%%
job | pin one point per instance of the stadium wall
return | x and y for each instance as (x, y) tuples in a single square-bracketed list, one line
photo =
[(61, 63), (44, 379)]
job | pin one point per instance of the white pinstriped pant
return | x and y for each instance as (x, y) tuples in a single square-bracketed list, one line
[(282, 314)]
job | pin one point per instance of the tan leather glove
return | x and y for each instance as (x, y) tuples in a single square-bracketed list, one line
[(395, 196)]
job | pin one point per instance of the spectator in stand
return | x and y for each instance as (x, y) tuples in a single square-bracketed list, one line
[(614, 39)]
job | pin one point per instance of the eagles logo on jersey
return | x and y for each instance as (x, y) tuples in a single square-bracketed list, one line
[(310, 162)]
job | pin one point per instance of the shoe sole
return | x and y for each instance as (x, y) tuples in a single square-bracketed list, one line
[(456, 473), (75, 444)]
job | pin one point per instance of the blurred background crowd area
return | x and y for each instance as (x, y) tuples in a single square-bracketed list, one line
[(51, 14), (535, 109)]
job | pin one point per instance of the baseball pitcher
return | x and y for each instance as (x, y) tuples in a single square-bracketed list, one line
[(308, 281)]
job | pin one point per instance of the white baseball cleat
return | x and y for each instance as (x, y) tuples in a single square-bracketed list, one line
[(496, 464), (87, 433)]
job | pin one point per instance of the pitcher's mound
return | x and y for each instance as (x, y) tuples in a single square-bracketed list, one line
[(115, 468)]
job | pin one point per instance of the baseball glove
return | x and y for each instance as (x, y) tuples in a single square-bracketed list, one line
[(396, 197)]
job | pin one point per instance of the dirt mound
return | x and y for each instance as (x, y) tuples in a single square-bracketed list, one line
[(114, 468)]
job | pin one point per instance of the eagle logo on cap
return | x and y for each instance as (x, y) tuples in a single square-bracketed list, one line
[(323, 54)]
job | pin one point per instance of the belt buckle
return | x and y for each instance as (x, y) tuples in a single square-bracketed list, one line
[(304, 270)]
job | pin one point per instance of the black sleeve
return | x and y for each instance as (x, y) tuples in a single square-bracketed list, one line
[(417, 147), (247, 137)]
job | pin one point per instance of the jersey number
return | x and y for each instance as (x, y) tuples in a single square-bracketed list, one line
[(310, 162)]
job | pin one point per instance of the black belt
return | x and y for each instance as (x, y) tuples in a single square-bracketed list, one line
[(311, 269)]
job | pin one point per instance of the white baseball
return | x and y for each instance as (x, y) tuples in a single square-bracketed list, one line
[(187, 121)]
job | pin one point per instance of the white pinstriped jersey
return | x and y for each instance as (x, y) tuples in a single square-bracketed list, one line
%%
AIM
Quote all of the material above line by line, word for word, without changing anything.

FINISHED EXERCISE
job | pin one point per instance of the stadium wall
return | x and y for each instance as (x, y) tuples in a single square-bracketed list, one line
photo =
[(61, 63), (44, 379)]
job | pin one point per instance of the white pinstriped pant
return | x and y for each instance as (x, y) tuples in a single square-bracketed list, one line
[(282, 314)]
job | pin one point per instance of the tan leather glove
return | x and y for each instance as (x, y) tuples in a single square-bracketed list, one line
[(395, 196)]
job | pin one point per instance of the spectator in stand
return | x and y for each instance as (x, y) tuples in a single square-bracketed list, one line
[(614, 39)]
job | pin one point per instance of the eagles logo on jersey
return | x and y for each instance as (x, y) tuples in a single square-bracketed list, one line
[(310, 162)]
job | pin one point per instance of the shoe sole
return | x and y for each instance as (x, y) tuples in a single square-bracketed list, one line
[(456, 473), (75, 444)]
job | pin one point per instance of the blurred background crowd area
return | x and y for each instance as (x, y) tuples in a single square-bracketed list, one line
[(51, 14), (535, 109)]
job | pin one point per instance of the baseball pitcher
return | x and y for each instance as (x, y) tuples in a single square-bracketed list, one line
[(308, 281)]
job | pin one point per instance of the white baseball cleat
return | x and y for each instance as (x, y) tuples in a single square-bracketed list, one line
[(496, 464), (87, 433)]
job | pin one point per instance of the pitcher's mound
return | x and y for each instance as (x, y) tuples in a single square-bracketed list, one line
[(115, 468)]
job | pin one point per instance of the baseball glove
return | x and y for each instance as (x, y) tuples in a single square-bracketed list, one line
[(396, 197)]
job | pin one point per instance of the dirt mound
return | x and y for each instance as (x, y) tuples in a single square-bracketed list, one line
[(114, 468)]
job | pin one point per instance of the eagle logo on cap
return | x and y for each instance as (x, y) tuples in a single square-bracketed list, one line
[(323, 54)]
job | pin one point per instance of the belt buckle
return | x and y for each instance as (x, y) tuples in a single square-bracketed list, one line
[(304, 270)]
job | pin one point per instance of the black sleeve
return | x and y for each instance as (x, y) tuples in a single square-bracketed list, one line
[(417, 147), (247, 137)]
job | pin one point per instance of the jersey number
return | x and y for each instance as (x, y) tuples in a single square-bracketed list, one line
[(310, 162)]
job | pin one point per instance of the black belt
return | x and y for each instance as (x, y) tuples in a single square-bracketed list, one line
[(311, 269)]
job | pin one point per instance of the white baseball
return | x and y for each instance as (x, y) tuples in a single square-bracketed list, one line
[(187, 121)]
job | pin one point per instance of the white pinstriped jersey
return | x and y for each instance as (x, y) tuples in a single square-bracketed list, one line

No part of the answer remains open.